====== Texte à lire ======
Il apparaît clairement que la planète est un espace de confinement.
Aujourd’hui piétine sans les voir les promesses et les conditionnels d’hier.
Nous voici tous devenus Howard Hugues.
Qu’en est-il de la biroute à Griveaux, de Pénélope Fillon, de l’écriture inclusive, des retraites, des Césars, de l’isolation à 1 € ?
Des auteurs continuent de créer, même sous la barre de visibilité comptable des sorties cinéma et du couperet Marvel / DC / Les Tuche. La création se tirera de cette époque, comme elle a survécu à l’Inquisition, à Franco et à la marche du monde.
Quand il s’élève, l’esprit devient cinglant. Comme le fouet sur le dos des esclaves.
La littérature française est chétive ; lorsqu’elle ne l’est pas, elle est polémiste.
L’autoritarisme ? Faiblesse et incompétence absolues. Leur seul tropisme est et restera d’assaillir les libertés.
Depuis que Chastragnette a attrapé un rouge-gorge, on la surnomme Gris-poil.
Calvary (John Michael McDonagh) : un film étrange dans la forme. Très beaux paysages (County Sligo / Benbulben), très belle musique, acteurs au discours écrit sec. Assez déconcertant, mais qui se tient intelligemment à sa proposition initiale.
Boris Johnson nommera ça coffinment.
====== Données présentées ======
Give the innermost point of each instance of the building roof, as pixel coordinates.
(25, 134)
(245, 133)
======
====== Données présentées ======
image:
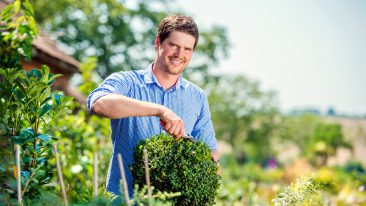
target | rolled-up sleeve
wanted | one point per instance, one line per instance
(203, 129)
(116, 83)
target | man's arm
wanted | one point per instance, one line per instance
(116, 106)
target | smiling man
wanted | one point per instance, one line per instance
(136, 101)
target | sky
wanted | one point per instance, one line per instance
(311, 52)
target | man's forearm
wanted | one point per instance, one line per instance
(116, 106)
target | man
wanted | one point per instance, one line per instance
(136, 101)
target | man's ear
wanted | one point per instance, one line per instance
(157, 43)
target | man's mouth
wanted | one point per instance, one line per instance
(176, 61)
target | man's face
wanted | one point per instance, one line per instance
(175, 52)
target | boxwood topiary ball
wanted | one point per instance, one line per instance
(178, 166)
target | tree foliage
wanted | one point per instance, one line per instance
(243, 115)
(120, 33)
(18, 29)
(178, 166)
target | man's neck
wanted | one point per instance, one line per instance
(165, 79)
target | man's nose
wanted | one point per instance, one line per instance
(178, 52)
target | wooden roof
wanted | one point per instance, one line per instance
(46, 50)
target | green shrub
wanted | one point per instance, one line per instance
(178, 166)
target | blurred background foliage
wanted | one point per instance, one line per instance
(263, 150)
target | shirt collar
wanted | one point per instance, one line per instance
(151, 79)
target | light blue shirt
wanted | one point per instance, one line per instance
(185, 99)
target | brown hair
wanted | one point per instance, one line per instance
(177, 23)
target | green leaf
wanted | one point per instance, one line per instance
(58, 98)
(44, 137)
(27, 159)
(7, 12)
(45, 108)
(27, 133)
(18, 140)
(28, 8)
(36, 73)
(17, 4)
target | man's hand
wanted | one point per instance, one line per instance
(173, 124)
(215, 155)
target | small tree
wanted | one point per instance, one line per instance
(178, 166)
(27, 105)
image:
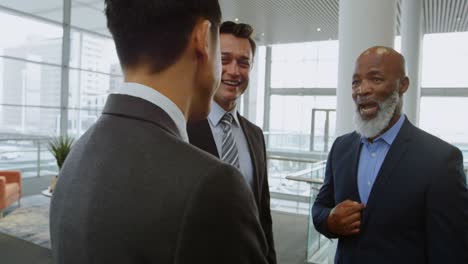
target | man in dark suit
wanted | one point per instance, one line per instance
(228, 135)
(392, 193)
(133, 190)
======
● Consignes:
• a. Recopiez le passage du texte à lire compris entre « L’autoritarisme ? Faiblesse » et « sa proposition initiale. », ces deux extraits inclus.
• b. D'après le texte à lire, qui a réalisé le film Calvary ?

● Réponses numérotées:
• a.
L’autoritarisme ? Faiblesse et incompétence absolues. Leur seul tropisme est et restera d’assaillir les libertés.
Depuis que Chastragnette a attrapé un rouge-gorge, on la surnomme Gris-poil.
Calvary (John Michael McDonagh) : un film étrange dans la forme. Très beaux paysages (County Sligo / Benbulben), très belle musique, acteurs au discours écrit sec. Assez déconcertant, mais qui se tient intelligemment à sa proposition initiale.

• b. John Michael McDonagh.